GOAL
Reproduce the records below word for word, starting with the line that contains "[mark] balcony railing" and continuing through the end of the records. Leave the pictures out of your answer.

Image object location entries
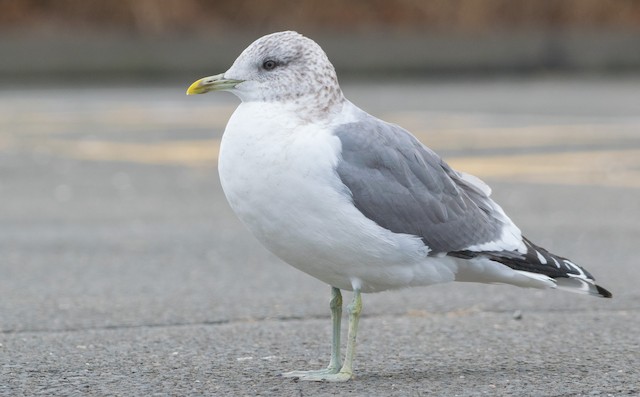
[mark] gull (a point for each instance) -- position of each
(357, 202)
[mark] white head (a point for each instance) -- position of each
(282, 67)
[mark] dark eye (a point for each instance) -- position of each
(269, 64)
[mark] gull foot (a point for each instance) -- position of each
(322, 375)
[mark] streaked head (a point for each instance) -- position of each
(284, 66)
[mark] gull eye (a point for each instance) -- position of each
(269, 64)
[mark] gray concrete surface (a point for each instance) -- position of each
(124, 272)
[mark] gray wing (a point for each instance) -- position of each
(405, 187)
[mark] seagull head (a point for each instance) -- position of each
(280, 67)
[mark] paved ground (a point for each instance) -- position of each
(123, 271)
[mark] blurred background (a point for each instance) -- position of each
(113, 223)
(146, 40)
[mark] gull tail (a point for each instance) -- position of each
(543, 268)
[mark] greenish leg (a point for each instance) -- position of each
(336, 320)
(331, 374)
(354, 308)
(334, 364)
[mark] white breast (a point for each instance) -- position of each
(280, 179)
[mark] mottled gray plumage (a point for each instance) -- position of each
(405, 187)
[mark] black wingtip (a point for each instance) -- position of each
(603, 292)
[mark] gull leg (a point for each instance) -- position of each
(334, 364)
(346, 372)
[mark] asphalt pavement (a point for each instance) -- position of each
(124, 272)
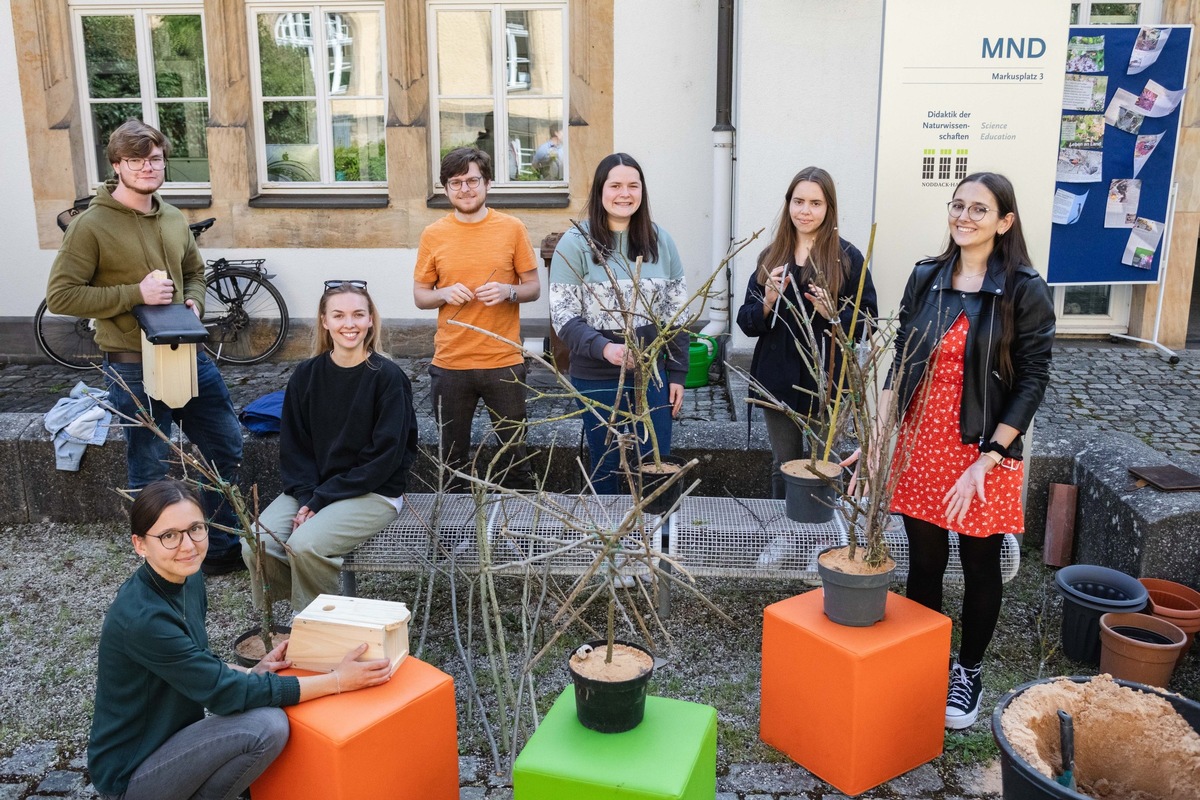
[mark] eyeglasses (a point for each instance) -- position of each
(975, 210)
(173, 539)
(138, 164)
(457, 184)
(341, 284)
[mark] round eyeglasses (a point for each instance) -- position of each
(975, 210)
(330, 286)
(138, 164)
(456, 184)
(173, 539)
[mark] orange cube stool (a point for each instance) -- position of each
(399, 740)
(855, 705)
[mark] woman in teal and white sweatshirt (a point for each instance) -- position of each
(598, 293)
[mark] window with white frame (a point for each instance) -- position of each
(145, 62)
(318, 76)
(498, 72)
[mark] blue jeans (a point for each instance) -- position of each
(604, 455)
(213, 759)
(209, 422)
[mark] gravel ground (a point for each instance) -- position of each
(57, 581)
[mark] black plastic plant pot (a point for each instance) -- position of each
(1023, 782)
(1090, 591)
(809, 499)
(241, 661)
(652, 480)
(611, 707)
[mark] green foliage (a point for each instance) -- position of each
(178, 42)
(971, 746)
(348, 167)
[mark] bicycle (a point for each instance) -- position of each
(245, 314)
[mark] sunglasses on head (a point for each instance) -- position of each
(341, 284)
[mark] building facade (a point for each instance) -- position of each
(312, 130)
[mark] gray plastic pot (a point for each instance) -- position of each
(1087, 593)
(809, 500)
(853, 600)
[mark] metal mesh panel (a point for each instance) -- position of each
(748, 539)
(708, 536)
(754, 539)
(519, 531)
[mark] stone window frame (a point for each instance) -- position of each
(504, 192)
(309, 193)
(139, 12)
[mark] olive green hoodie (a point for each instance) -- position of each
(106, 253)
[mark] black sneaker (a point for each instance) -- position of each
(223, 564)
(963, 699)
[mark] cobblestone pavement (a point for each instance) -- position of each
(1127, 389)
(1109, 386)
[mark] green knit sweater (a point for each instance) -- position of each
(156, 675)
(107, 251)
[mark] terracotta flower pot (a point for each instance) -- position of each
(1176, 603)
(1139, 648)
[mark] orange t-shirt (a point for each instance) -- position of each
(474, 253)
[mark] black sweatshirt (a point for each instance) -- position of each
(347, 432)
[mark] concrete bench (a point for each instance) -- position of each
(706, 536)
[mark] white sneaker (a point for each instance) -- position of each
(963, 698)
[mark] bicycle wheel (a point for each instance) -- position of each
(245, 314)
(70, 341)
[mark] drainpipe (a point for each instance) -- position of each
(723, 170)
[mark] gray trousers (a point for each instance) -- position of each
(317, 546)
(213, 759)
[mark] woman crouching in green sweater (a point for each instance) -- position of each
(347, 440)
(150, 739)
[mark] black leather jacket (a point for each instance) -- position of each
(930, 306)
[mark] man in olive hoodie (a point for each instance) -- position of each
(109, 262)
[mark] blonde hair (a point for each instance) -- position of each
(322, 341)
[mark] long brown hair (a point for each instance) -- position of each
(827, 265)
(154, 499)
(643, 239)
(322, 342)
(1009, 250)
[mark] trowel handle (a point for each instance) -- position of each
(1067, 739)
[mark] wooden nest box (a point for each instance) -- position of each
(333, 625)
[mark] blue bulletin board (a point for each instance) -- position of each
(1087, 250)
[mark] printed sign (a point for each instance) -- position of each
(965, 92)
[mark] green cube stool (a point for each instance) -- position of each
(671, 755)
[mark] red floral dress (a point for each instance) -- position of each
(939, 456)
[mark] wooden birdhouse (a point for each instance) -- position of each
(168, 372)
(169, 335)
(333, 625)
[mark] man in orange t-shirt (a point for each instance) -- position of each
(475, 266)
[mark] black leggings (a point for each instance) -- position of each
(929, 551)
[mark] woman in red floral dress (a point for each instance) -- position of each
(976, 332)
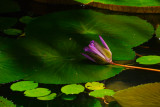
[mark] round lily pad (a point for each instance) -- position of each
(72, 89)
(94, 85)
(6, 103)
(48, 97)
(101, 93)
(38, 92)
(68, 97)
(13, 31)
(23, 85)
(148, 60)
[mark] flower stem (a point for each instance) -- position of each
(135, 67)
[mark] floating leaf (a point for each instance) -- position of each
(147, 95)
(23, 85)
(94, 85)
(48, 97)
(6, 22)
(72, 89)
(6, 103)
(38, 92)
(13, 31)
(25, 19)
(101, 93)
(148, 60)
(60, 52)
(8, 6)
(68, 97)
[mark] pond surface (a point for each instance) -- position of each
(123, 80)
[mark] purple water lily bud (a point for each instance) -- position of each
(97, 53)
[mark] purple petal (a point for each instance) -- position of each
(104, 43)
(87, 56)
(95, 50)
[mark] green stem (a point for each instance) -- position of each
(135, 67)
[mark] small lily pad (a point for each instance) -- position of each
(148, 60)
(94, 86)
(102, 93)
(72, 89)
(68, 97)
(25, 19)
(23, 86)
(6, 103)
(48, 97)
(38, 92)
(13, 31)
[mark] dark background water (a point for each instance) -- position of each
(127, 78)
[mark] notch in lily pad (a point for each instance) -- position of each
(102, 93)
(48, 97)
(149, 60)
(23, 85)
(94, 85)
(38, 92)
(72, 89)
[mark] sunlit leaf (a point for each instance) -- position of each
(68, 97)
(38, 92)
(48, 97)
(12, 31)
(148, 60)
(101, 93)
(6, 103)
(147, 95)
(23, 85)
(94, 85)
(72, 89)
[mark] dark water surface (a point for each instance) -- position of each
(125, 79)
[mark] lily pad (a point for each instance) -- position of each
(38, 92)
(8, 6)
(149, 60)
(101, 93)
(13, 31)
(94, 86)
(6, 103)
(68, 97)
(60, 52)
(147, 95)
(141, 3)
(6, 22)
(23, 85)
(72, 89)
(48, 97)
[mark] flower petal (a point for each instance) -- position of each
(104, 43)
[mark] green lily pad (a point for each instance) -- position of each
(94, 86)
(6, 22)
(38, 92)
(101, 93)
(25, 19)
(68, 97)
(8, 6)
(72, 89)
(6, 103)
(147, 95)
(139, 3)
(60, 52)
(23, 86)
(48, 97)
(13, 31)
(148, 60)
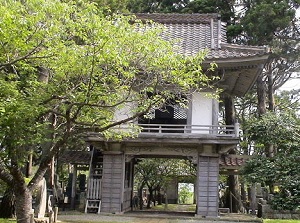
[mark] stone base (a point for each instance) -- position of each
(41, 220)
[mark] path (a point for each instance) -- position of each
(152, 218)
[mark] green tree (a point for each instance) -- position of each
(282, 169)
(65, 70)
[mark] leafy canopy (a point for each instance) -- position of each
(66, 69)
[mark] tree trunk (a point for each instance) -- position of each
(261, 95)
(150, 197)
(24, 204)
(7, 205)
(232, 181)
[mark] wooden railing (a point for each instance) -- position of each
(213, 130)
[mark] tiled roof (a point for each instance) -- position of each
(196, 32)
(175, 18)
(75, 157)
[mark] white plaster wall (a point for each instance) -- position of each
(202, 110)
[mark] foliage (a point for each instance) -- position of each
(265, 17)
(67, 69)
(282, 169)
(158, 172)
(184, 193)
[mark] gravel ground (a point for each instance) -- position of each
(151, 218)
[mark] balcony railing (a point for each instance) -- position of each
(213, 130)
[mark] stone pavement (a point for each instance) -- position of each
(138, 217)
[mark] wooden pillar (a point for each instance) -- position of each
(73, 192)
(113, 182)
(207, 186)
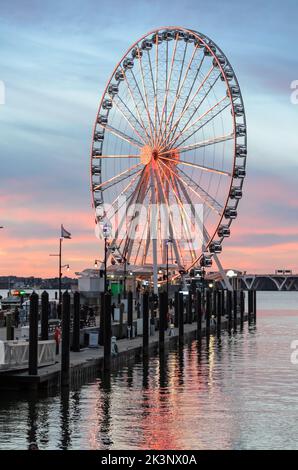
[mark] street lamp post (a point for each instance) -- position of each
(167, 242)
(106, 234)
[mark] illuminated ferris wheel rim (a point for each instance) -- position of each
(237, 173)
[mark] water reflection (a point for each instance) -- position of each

SOLVED EXERCISE
[mark] balcony railing (a point for each instance) -- position of each
(213, 130)
[mark] stone pavement (a point for each instance) -- position of each
(138, 217)
[mark] wooden pillar (a point for each instance) -- position of each
(73, 192)
(113, 182)
(207, 186)
[mark] street lamp post (a point for each instance) -- position of each
(167, 242)
(106, 234)
[mark] illuminated ferris wheel rim (a point for each instance) -- position of each
(237, 173)
[mark] water reflection (a point for each instance) -- position of each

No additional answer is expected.